◆ **Exercise text**:
Ladies and gentlemen, there can be no doubt that by permitting government to become the great dispenser of benefits, we have built a monster that has taken on a life and a force from which we may not escape.  We have such stellar intellectuals as Elizabeth Warren, a candidate for Senate in Massachusetts, and a former Obama White House flunky, who tells us a few things that ought to disqualify her from any office anywhere on the planet:

“I hear all this, you know, ‘Well, this is class warfare, this is whatever.’  No. There is nobody in this country who got rich on his own — nobody.”

Do you understand her claim?  She is saying that society enables people to become rich.  This is a lie.  If society enables people to become rich, why aren’t we all rich?  Why? What’s the difference between one person’s wealth and another person’s poverty?  She doesn’t explain that, but she does continue to make absurd statements that reveal her poverty of understanding  of both economics and human nature:

“You built a factory out there? Good for you. But I want to be clear. You moved your goods to market on the roads the rest of us paid for. You hired workers the rest of us paid to educate. You were safe in your factory because of police-forces and fire-forces that the rest of us paid for. You didn’t have to worry that marauding bands would come and seize everything at your factory — and hire someone to protect against this — because of the work the rest of us did.”

This bizarre and reckless politician is telling you that the roads came first.  She is plainly asserting that roadways came before commerce.  They did not.  Commerce was the reason the roads were built, and the people who were engaged in that commerce are the ones who built the roads.  If there was nothing to protect, we would not need police.  This asinine would-be Senator actually believes that “the rest of us paid for” all of these things.  She is lying.  Find for me the total number of dollars paid for any roadway by those who do nothing but take from this system?

“Now look, you built a factory and it turned into something terrific, or a great idea. God bless — keep a big hunk of it. But part of the underlying social contract is, you take a hunk of that and pay forward for the next kid who comes along.”

This is pure sophistry.  There is no instance in which her narrative is true.  We cannot  afford any more of this notion.  The people who have paid for those products are most frequently the people who had a hand in producing them.  This is a serious problem.  She is an advocate for free-riders who actually insists on bolstering the notion that free-riders are the great virtue in our system who somehow provide the ability of the rich to become richer, while nevertheless providing exactly and precisely nothing.

This must stop.  We must begin to strip such power from politicians. We must challenge this nonsense at ever turn.  We must begin to say “No” and mean it, not merely to these politicians, but also to the people who have become dependent upon them.  It simply ludicrous to suggest that the infrastructure depends on the payments of people who don’t pay, while people who do pay are compelled at gunpoint to build and provide  it.

We have a real problem, and this insufferable leftist demonstrates it quite well: The poverty we face is in intellect, philosophy, and spirit, and we can no longer afford the luxury of all of these programs.  We must end the welfare state before it ends us.  With each day it continues, it increases its own numbers as more people give up the will to earn their existence as they find themselves increasingly surrounded by those who will not.

◆ **Provided material**:
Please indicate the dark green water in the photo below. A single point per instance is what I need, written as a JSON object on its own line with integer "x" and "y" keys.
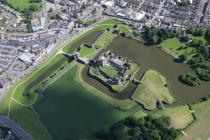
{"x": 154, "y": 58}
{"x": 69, "y": 111}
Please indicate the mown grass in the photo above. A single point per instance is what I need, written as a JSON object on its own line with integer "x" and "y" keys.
{"x": 25, "y": 116}
{"x": 178, "y": 48}
{"x": 110, "y": 70}
{"x": 153, "y": 88}
{"x": 104, "y": 40}
{"x": 180, "y": 116}
{"x": 86, "y": 52}
{"x": 68, "y": 102}
{"x": 28, "y": 119}
{"x": 200, "y": 129}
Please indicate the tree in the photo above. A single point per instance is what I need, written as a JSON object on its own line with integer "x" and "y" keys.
{"x": 207, "y": 35}
{"x": 192, "y": 29}
{"x": 182, "y": 58}
{"x": 33, "y": 7}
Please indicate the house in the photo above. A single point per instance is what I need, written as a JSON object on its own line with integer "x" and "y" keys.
{"x": 4, "y": 82}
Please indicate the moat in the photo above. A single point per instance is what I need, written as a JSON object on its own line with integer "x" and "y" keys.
{"x": 154, "y": 58}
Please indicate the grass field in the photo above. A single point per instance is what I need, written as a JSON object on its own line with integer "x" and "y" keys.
{"x": 180, "y": 116}
{"x": 22, "y": 4}
{"x": 110, "y": 70}
{"x": 86, "y": 52}
{"x": 200, "y": 129}
{"x": 19, "y": 108}
{"x": 104, "y": 40}
{"x": 152, "y": 88}
{"x": 178, "y": 48}
{"x": 79, "y": 118}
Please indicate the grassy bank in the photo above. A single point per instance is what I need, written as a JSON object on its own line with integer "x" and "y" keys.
{"x": 19, "y": 107}
{"x": 151, "y": 90}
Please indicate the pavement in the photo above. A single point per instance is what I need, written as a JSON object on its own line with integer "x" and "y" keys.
{"x": 15, "y": 128}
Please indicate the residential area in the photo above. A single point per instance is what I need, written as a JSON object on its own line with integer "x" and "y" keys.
{"x": 104, "y": 69}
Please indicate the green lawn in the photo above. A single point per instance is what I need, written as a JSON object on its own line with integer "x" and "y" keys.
{"x": 200, "y": 129}
{"x": 28, "y": 119}
{"x": 198, "y": 38}
{"x": 69, "y": 110}
{"x": 28, "y": 83}
{"x": 177, "y": 48}
{"x": 110, "y": 70}
{"x": 22, "y": 4}
{"x": 180, "y": 116}
{"x": 86, "y": 52}
{"x": 104, "y": 40}
{"x": 152, "y": 88}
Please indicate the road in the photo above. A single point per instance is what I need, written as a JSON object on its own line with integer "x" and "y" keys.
{"x": 5, "y": 121}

◆ **Description of the task**:
Write out the passage of the opinion piece above, starting at the words "We have a real" and ending after the words "who will not.".

◆ **Response**:
We have a real problem, and this insufferable leftist demonstrates it quite well: The poverty we face is in intellect, philosophy, and spirit, and we can no longer afford the luxury of all of these programs.  We must end the welfare state before it ends us.  With each day it continues, it increases its own numbers as more people give up the will to earn their existence as they find themselves increasingly surrounded by those who will not.